* [EXTRACT TO READ]:
##############################

Dams on international rivers, such as the controversial Ilısu Dam on the Tigris completed in 2021, can cause water shortages in downstream countries; to wit, Iraq and Syria. Although international protests stopped foreign funding of the dam, Iraqi protests could not prevent it being built with domestic funding. There are also 14 Turkish dams on the Euphrates. The Tigris and Euphrates are the main source of water for much of Iraq, and Iraqi academics say that Turkish dams on those rivers are damaging the environment of Iraq. Although a 1987 Euphrates water-sharing agreement assured that at least 500 cubic metres per second would leave Turkey, for Syria and Iraq, this assumed that the water flow would not be reduced. However, natural flow has been reduced due to climate change in Turkey, leading to real flow being less than Iraq's allocations in the agreement. Hydropower projects on the transboundary rivers Kura and Aras have been criticised by local environmental activists and have also caused tensions between Turkey and downstream Caucasian countries, such as Azerbaijan.

== Economics ==
As of February 2022, the feed-in tariff (FiT – excluding domestic components incentive) was 400 Turkish lira (TL)/MWh (about US$29), more than solar and wind but less than geothermal. However, in late 2021 the government and private-sector energy analysts had already predicted that the day-ahead price on the electricity market throughout 2022 would be higher than the FiT for the first year, thus resulting in a negative contract for difference. By late March 2022, the spot price of electricity had reached the ceiling (thrice the average price over the past 12 months) of 1745 TL (more than US$115), and the energy ministry was reported to be considering different ceiling prices for different sources of electricity. It is not yet known what the ceiling price of hydroelectricity will be, or even if such a scheme will actually be legislated. Because transmission congestion of run-of-river can cause price imbalances, zonal pricing has been proposed. As of November 2022 10 hydropower stations are eligible for capacity mechanism payments.

##############################

* [SUPPLIED DATA]:
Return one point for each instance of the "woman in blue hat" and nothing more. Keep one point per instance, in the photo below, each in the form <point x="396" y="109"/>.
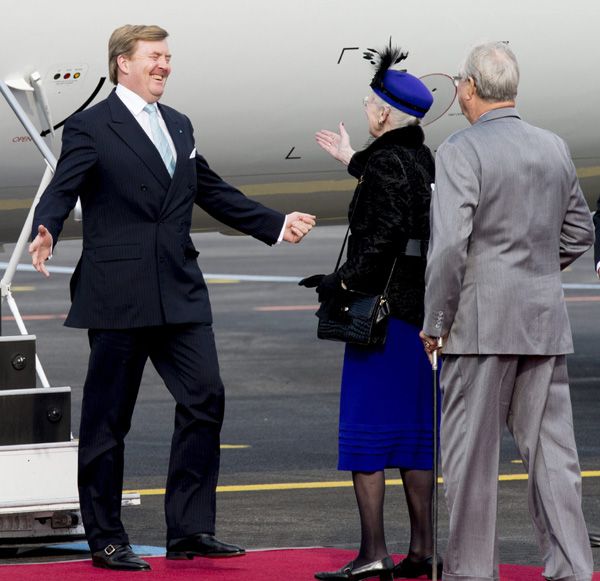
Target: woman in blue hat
<point x="386" y="402"/>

##############################

* [EXERCISE]: Reproduce the entire hydropower passage word for word. Work only from the hydropower passage.

* [OUTPUT]:
Dams on international rivers, such as the controversial Ilısu Dam on the Tigris completed in 2021, can cause water shortages in downstream countries; to wit, Iraq and Syria. Although international protests stopped foreign funding of the dam, Iraqi protests could not prevent it being built with domestic funding. There are also 14 Turkish dams on the Euphrates. The Tigris and Euphrates are the main source of water for much of Iraq, and Iraqi academics say that Turkish dams on those rivers are damaging the environment of Iraq. Although a 1987 Euphrates water-sharing agreement assured that at least 500 cubic metres per second would leave Turkey, for Syria and Iraq, this assumed that the water flow would not be reduced. However, natural flow has been reduced due to climate change in Turkey, leading to real flow being less than Iraq's allocations in the agreement. Hydropower projects on the transboundary rivers Kura and Aras have been criticised by local environmental activists and have also caused tensions between Turkey and downstream Caucasian countries, such as Azerbaijan.

== Economics ==
As of February 2022, the feed-in tariff (FiT – excluding domestic components incentive) was 400 Turkish lira (TL)/MWh (about US$29), more than solar and wind but less than geothermal. However, in late 2021 the government and private-sector energy analysts had already predicted that the day-ahead price on the electricity market throughout 2022 would be higher than the FiT for the first year, thus resulting in a negative contract for difference. By late March 2022, the spot price of electricity had reached the ceiling (thrice the average price over the past 12 months) of 1745 TL (more than US$115), and the energy ministry was reported to be considering different ceiling prices for different sources of electricity. It is not yet known what the ceiling price of hydroelectricity will be, or even if such a scheme will actually be legislated. Because transmission congestion of run-of-river can cause price imbalances, zonal pricing has been proposed. As of November 2022 10 hydropower stations are eligible for capacity mechanism payments.